WORK ORDER:
The required output is all lines below that contain the word "building".
START MATERIAL PROVIDED
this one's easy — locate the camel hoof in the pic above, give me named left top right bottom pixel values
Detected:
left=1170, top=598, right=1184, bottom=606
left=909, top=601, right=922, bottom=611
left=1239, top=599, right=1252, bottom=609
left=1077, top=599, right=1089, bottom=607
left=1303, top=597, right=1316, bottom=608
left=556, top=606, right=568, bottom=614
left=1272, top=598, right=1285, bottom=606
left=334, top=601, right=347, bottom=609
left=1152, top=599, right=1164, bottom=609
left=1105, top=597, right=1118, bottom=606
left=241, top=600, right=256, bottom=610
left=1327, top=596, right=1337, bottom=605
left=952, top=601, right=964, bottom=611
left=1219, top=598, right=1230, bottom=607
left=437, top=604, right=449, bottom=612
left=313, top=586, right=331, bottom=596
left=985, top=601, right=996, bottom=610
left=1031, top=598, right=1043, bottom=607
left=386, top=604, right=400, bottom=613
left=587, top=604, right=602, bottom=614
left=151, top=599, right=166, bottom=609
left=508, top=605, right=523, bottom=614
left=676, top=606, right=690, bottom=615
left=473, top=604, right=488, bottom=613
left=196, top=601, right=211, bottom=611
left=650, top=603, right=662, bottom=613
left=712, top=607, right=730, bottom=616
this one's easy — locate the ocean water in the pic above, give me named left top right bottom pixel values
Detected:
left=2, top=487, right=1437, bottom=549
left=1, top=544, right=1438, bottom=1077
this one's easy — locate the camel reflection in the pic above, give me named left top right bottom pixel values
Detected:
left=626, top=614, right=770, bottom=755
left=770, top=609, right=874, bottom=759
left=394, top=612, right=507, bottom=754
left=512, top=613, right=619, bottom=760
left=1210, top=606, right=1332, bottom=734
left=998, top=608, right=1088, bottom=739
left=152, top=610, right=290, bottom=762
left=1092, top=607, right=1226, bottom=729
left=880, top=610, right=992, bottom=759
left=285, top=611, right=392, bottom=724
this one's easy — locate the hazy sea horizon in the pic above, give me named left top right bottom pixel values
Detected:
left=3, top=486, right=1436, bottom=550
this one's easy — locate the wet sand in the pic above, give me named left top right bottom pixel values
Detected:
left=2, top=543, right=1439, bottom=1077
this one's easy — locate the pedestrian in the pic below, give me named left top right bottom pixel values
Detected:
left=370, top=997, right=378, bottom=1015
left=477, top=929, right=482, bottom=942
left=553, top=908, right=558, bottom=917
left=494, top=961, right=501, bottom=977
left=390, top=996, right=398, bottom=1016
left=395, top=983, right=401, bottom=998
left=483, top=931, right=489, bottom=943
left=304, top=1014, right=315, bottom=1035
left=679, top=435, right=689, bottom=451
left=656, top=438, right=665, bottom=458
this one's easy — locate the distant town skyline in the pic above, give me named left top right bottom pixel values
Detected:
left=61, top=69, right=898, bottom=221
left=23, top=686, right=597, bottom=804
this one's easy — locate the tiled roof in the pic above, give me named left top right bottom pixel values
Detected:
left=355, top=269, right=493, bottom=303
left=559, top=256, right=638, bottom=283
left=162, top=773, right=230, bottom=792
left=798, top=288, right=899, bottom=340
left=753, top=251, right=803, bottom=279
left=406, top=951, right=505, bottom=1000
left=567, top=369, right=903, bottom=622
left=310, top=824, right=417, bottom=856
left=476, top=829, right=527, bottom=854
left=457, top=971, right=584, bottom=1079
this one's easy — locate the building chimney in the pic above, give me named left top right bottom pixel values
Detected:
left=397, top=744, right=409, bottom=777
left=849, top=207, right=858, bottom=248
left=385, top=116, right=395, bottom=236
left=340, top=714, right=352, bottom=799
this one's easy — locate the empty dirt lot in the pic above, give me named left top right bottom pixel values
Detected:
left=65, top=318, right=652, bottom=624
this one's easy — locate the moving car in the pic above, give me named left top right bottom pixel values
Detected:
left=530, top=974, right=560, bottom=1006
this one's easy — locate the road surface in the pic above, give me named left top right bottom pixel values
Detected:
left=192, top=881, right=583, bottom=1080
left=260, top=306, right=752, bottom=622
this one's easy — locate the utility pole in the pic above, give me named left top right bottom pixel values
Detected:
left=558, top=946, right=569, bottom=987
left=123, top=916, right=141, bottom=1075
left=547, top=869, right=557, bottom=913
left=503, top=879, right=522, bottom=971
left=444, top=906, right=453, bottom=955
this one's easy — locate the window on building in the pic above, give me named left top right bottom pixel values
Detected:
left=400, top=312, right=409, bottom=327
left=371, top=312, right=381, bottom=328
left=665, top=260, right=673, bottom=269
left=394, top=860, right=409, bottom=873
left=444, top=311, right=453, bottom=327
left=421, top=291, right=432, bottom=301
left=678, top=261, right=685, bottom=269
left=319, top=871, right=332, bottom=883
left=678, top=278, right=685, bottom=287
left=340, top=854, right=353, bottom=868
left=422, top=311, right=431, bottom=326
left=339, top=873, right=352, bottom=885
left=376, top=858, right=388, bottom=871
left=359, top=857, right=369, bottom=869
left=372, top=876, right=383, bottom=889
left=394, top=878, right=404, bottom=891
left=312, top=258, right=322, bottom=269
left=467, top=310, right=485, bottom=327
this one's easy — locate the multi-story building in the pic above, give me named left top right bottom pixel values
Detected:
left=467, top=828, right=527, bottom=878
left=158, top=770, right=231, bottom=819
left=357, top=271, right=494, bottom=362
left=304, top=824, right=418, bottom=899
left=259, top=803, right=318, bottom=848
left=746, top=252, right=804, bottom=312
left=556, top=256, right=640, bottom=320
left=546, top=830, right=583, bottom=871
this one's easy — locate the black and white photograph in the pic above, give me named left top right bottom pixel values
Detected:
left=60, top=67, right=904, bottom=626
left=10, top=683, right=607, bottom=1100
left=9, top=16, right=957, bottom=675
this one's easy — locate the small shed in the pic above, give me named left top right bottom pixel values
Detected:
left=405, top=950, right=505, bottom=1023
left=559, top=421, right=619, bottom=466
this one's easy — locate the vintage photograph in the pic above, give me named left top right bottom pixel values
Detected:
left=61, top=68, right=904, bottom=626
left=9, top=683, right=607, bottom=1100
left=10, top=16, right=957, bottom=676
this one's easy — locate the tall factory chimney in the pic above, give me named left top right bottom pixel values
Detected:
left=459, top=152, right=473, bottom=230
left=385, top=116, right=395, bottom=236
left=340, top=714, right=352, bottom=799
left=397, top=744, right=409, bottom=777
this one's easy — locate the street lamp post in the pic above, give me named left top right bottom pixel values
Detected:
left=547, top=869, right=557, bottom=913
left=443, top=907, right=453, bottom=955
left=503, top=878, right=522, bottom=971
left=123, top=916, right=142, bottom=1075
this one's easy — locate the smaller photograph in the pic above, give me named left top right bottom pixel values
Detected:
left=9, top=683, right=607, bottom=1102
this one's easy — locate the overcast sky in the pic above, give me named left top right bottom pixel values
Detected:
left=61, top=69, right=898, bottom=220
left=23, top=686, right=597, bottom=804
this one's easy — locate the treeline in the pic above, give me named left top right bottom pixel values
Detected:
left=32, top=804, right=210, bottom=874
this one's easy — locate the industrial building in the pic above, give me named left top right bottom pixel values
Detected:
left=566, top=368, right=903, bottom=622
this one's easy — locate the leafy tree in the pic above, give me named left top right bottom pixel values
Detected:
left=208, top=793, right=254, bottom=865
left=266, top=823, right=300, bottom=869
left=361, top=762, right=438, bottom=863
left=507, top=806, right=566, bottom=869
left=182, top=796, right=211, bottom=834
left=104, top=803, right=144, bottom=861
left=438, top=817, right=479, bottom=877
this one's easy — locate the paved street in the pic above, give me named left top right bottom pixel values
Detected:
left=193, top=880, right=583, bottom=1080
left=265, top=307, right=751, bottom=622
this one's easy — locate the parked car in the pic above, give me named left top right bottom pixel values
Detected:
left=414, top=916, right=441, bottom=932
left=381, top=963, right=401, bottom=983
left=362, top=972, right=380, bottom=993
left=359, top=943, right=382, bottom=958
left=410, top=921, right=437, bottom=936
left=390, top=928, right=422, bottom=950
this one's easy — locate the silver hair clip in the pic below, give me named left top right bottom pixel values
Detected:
END MATERIAL PROVIDED
SOLUTION:
this one's easy — locate the building chimney in the pic above, give me named left top right bottom pixel values
this one's easy — locate the window on building in the pic above, give me named left top right bottom pixel values
this one's easy — locate the multi-story building in the pic above, give me named left top right bottom pixel values
this one's easy — locate the industrial building in the pic above, give me named left top right bottom pixel values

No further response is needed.